====== PAGE EXCERPT
The buzz saw snarled and rattled in the yard
And made dust and dropped stove-length sticks of wood,
Sweet-scented stuff when the breeze drew across it.
And from there those that lifted eyes could count
Five mountain ranges one behind the other
Under the sunset far into Vermont.
And the saw snarled and rattled, snarled and rattled,
As it ran light, or had to bear a load.
And nothing happened: day was all but done.
Call it a day, I wish they might have said
To please the boy by giving him the
That a boy counts so much when saved from work.
His sister stood beside him in her apron
To tell them ‘Supper.’ At the word, the saw,
As if to prove saws know what supper meant,
Leaped out at the boy’s hand, or seemed to leap—
He must have given the hand. However it was,
Neither refused the meeting. But the hand!
The boy’s first outcry was a rueful laugh,
As he swung toward them holding up the hand
Half in appeal, but half as if to keep
The life from spilling. Then the boy saw all—
Since he was old enough to know,
Doing a man’s work, though a child at heart—
He saw all was spoiled. ‘Don’t let him cut my hand off—
The doctor, when he comes. Don’t let him, sister!’
So. But the hand was gone already.
The doctor put him in the dark of ether.
He lay and puffed his lips out with his breath.
And then—the watcher at his pulse took fright.
No one believed. They listened to his heart.
Little—less—nothing!—and that ended it.
No more to build on there. And they, since they
Were not the one dead, turned to their affairs.
Out, out, by Robert Frost was a very unique poem for me to read. It seemed to be telling a story, which I have found to be rare in poetry. In this specific poem, the story seems to be a little boy who is trying to act older than his age and use a saw. I was lead to believe this by reading the very first line: "the buzz saw snarled and rattled in the yard". Soon after, the boys sister calls for him so he can eat dinner. At this point, it seemed that the boy mishandled the saw.
I really liked the line "As if to prove saws know what supper meant,
Leaped out at the boy’s hand, or seemed to leap". This helped me imagine the situation at hand. The saw was mishandled by the boy, and frosts use of the word "leap" perfectly portrays the fumbling of the saw.
============
====== DATASET
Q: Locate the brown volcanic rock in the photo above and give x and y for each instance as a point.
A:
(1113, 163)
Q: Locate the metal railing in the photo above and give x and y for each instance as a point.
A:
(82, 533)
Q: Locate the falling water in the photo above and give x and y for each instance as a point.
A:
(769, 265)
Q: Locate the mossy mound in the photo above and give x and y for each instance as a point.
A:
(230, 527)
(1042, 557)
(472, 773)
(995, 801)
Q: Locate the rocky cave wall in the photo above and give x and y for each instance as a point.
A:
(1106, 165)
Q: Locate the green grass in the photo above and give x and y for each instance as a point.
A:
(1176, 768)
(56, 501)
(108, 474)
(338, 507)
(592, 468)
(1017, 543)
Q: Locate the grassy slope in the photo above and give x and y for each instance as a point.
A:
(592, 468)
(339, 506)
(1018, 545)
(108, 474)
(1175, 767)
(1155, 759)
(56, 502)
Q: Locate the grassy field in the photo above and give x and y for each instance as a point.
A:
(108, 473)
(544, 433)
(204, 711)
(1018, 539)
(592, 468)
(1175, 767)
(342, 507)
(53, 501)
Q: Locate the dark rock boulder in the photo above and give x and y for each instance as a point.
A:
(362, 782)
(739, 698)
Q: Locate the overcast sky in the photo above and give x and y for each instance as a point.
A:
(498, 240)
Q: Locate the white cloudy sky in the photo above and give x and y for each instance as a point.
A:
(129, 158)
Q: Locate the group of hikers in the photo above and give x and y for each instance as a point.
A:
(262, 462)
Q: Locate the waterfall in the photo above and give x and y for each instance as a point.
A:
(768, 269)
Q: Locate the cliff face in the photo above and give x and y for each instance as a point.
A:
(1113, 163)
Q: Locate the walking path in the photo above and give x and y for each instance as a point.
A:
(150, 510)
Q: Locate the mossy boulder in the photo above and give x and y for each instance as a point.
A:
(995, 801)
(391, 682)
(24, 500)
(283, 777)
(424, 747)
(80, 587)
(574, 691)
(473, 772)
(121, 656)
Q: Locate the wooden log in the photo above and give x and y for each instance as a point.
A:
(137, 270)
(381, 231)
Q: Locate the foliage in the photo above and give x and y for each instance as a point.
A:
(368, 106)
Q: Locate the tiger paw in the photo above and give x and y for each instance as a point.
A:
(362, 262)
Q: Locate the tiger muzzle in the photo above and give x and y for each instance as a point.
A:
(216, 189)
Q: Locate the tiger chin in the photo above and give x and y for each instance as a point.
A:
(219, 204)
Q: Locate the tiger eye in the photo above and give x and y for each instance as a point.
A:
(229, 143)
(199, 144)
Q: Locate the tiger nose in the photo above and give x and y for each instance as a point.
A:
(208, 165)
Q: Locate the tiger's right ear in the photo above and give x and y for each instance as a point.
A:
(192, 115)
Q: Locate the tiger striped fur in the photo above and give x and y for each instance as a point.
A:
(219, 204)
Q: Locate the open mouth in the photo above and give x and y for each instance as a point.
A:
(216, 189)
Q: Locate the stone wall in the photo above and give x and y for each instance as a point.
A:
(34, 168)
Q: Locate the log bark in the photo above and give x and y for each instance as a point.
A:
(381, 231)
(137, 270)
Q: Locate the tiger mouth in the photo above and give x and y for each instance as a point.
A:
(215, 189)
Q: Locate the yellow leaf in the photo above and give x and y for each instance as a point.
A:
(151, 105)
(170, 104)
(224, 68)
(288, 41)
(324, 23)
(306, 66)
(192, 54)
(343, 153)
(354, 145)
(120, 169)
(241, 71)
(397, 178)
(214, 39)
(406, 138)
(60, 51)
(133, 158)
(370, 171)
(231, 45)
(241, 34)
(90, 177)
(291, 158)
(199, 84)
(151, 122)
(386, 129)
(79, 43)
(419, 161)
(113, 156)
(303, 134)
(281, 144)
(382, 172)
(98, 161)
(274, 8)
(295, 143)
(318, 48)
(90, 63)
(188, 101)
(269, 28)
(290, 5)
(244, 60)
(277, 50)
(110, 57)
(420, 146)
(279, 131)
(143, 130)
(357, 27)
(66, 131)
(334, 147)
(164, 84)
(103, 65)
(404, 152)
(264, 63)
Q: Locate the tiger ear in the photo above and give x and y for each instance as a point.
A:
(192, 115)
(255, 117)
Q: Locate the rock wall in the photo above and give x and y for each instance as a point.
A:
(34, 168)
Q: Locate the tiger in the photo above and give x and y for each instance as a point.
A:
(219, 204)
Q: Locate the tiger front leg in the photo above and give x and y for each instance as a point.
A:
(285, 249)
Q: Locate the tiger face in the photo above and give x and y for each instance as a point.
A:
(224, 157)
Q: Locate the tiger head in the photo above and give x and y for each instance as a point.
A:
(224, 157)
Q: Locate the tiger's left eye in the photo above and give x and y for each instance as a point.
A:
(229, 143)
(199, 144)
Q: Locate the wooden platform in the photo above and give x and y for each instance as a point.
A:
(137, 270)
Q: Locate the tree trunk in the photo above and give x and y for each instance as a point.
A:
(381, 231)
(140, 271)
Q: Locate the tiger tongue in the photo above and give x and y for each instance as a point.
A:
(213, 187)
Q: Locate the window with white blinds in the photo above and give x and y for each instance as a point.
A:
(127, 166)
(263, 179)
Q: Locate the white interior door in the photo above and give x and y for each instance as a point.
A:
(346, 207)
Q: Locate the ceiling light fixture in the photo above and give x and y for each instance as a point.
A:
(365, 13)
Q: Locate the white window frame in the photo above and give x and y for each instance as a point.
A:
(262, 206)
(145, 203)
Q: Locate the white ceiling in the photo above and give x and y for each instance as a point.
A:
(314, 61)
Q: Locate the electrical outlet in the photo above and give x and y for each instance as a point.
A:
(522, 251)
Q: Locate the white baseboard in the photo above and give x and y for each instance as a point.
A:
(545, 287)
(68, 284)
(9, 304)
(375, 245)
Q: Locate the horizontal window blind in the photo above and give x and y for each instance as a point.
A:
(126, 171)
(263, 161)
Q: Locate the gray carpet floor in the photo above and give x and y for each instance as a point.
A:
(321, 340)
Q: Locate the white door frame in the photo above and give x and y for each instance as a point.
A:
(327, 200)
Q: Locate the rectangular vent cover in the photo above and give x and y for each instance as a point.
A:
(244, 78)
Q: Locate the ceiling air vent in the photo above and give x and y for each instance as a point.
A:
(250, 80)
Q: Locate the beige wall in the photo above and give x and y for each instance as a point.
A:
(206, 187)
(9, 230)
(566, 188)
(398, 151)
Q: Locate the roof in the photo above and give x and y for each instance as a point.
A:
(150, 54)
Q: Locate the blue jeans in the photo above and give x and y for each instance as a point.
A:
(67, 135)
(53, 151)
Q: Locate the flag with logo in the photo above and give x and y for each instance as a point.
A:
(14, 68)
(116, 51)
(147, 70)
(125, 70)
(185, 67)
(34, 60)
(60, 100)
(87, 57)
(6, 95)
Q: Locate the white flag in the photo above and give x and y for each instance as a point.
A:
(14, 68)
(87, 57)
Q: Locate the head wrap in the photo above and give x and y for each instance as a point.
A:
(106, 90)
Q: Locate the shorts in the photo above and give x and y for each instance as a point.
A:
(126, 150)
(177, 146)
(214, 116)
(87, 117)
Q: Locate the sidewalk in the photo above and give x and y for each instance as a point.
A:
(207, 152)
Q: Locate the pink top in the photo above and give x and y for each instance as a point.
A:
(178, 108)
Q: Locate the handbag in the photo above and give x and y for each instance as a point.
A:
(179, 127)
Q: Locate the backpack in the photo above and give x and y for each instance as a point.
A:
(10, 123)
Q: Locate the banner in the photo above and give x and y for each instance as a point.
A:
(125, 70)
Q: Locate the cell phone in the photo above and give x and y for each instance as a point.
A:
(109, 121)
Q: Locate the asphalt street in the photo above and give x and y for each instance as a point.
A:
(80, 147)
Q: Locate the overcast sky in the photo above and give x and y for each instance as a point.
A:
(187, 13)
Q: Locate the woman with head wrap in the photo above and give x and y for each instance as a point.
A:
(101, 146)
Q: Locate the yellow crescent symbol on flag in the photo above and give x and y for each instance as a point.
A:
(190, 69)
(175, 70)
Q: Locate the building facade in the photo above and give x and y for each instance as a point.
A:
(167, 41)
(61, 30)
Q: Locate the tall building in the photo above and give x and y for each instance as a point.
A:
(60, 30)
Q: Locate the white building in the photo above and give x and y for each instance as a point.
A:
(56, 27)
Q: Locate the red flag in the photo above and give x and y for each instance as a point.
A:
============
▶ [REQUIRED ACTION 1]
Please write out the passage from the poem and response word for word, starting at "No more to build" and ending at "of the saw.".
▶ [REQUIRED ACTION 2]
Condense the paragraph of the poem and response that begins "Out, out, by Robert Frost" into a short bulleted list that keeps its main facts.
▶ [REQUIRED ACTION 3]
Pick up the poem and response after its final sentence and carry it on.

▶ [RESPONSE BOX 1]
No more to build on there. And they, since they
Were not the one dead, turned to their affairs.
Out, out, by Robert Frost was a very unique poem for me to read. It seemed to be telling a story, which I have found to be rare in poetry. In this specific poem, the story seems to be a little boy who is trying to act older than his age and use a saw. I was lead to believe this by reading the very first line: "the buzz saw snarled and rattled in the yard". Soon after, the boys sister calls for him so he can eat dinner. At this point, it seemed that the boy mishandled the saw.
I really liked the line "As if to prove saws know what supper meant,
Leaped out at the boy’s hand, or seemed to leap". This helped me imagine the situation at hand. The saw was mishandled by the boy, and frosts use of the word "leap" perfectly portrays the fumbling of the saw.

▶ [RESPONSE BOX 2]
- The writer found Robert Frost's poem "Out, out" very unique to read.
- The poem seemed to tell a story, which the writer has found to be rare in poetry.
- The story seems to be about a little boy who is trying to act older than his age and use a saw, an impression drawn from the first line, "the buzz saw snarled and rattled in the yard."
- Soon after, the boy's sister calls him to eat dinner.
- At this point, it seemed the boy mishandled the saw.

▶ [RESPONSE BOX 3]
Soon after, it would appear that the boy was taken to a hospital of some sort. Or it is even possible that the doctor was coming to the boy since he said "when he comes, don't let him. . . " The boy pleads to not have his hand cut off. The line "but the hand was gone already" was very confusing to me at first. But, after reading it out loud a few times, I came up with an interpretation. I thought that line meant that the boy had already lost too much blood that it wouldn't matter if his hand got amputated or not. It seems that Frost was trying to make it seem like it was a lost cause.
The end of the poem seems to be showing the boy's death. The lines "no one believed. They listened to his heart. Little-less-nothing!- and that ended it." Showed the boy's last seconds. This ending was different from most poems I have seen. The very last line "since they were not the ones dead, turned to their affairs" seemed to dismiss the boys death in a way. I read it as "were not the ones that died let's move on with our lives" it just seemed to have a very dark ending.
When I read this poem it seemed like the story wasn't too personal to Frost. I feel like this is a story of someone who might have lived near him when he was a kid, but someone he wasn't emotionally attached to. There simply wasn't enough emotional language in the poem to lead someone to believe that he know the person who had their hand cut off, and eventually died.
All in all, this poem was very unique. It showed me that poetry can be used to tell a story. Frost's story had an interesting point of view, and had many details.